-- Aufgabe --
Schreibe aus dem Lesetext über Genossenschaften in Hockenheim den Abschnitt von „Genossenschaften und Gewerkschaftshäuser“ bis einschließlich „anteilsmäßig ausbezahlt wurden.“ erneut ab und benenne dabei „Zigarrenfabrik“ in „Tabakfabrik“ um.

-- Lesetext --
Genossenschaften und Gewerkschaftshäuser als Säulen der Demokratie
Die Zigarrenfabrik Tabakarbeitergenossenschaft (TAG) trug den Namen „GNOSS“, der dann später an der Großeinkaufsgesellschaft deutscher Konsumgenossenschaften (GEG) haften blieb. Bereits die TAG wurde ins Leben gerufen, um die Arbeitenden vor der Willkür der damaligen Industrieherren zu schützen. Die GEG führte ab 1910 diese Maxime fort. In der Hochzeit arbeiteten über 700 Menschen in den großen, hellen Werkräumen. Die Beschäftigten bekamen eine Leistungszulage und zahlten in eine Pensionskasse, deren Geldeinlagen im Alter anteilsmäßig ausbezahlt wurden.
„Der Heimatforscher Ernst Brauch schrieb: Viele Leute, die in anderen Fabriken gemaßregelt wurden, fanden hier Arbeit. Ihre standhafte Gesinnung ließ den Versuch scheitern, aus Hockenheim eine Hochburg des Nationalsozialismus zu machen“, erörterte Offenloch-Brandenburger die historische Bedeutung. Klaus Brandenburger ergänzte: „Abends nach der Arbeit und am Wochenende trafen sich die Genossen und Genossinnen und bauten das Gewerkschaftshaus (Volkshaus), das zum sozialen Treffpunkt für Vereine, Gruppen und Familienfeste wurde.“
Gemeinschaftliche Errungenschaften: Das Schwimmbad von Hockenheim
Eine ebenso große wie wichtige Gemeinschaftsleistung war der Bau des Schwimmbads. Schon 1920 wünschten sich die Hockenheimer ein Schwimmbad. 1937 waren 40 000 Reichsmark im Haushalt eingeplant. Kurz vor Baubeginn kam der Krieg, danach war kein Geld mehr da. Doch die Hockenheimer blieben hartnäckig. 1950 wurde ein Schwimmbadkomitee gegründet, das Haussammlungen zur Finanzierung durchführte. Alle halfen mit: Vereine, Firmen und Privatpersonen.

-- Inhalt der Daten --

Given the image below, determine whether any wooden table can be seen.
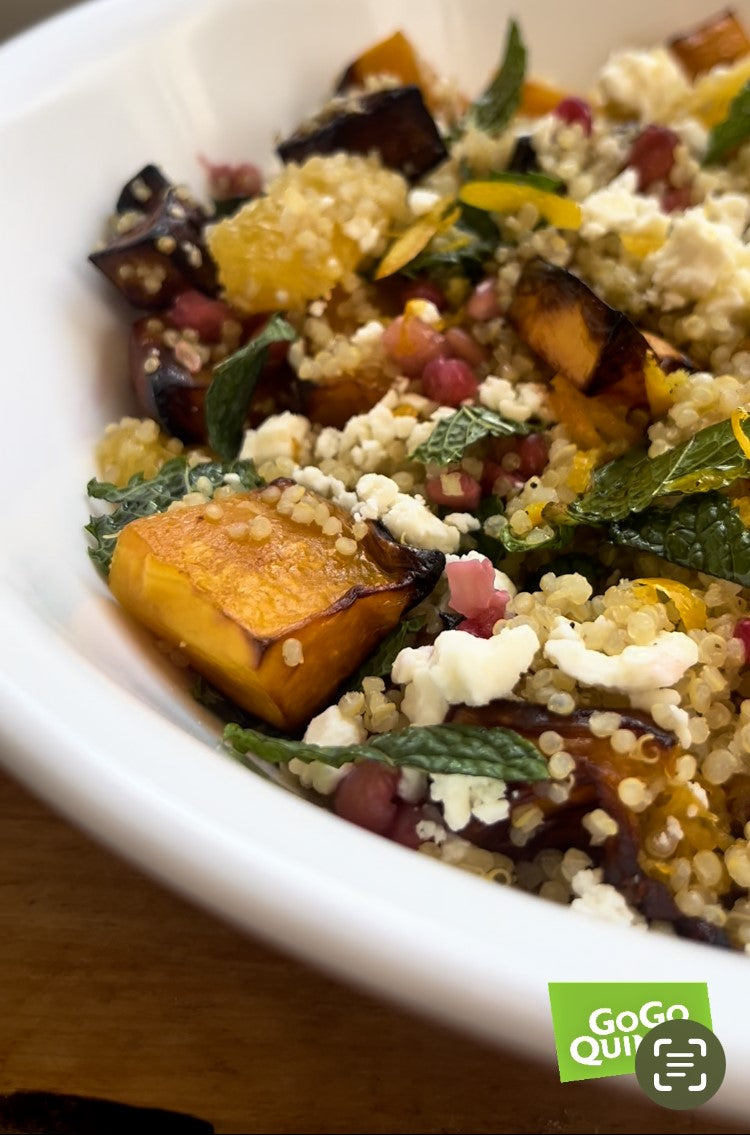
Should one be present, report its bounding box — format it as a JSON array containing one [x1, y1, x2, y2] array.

-- Lösung --
Genossenschaften und Gewerkschaftshäuser als Säulen der Demokratie
Die Tabakfabrik Tabakarbeitergenossenschaft (TAG) trug den Namen „GNOSS“, der dann später an der Großeinkaufsgesellschaft deutscher Konsumgenossenschaften (GEG) haften blieb. Bereits die TAG wurde ins Leben gerufen, um die Arbeitenden vor der Willkür der damaligen Industrieherren zu schützen. Die GEG führte ab 1910 diese Maxime fort. In der Hochzeit arbeiteten über 700 Menschen in den großen, hellen Werkräumen. Die Beschäftigten bekamen eine Leistungszulage und zahlten in eine Pensionskasse, deren Geldeinlagen im Alter anteilsmäßig ausbezahlt wurden.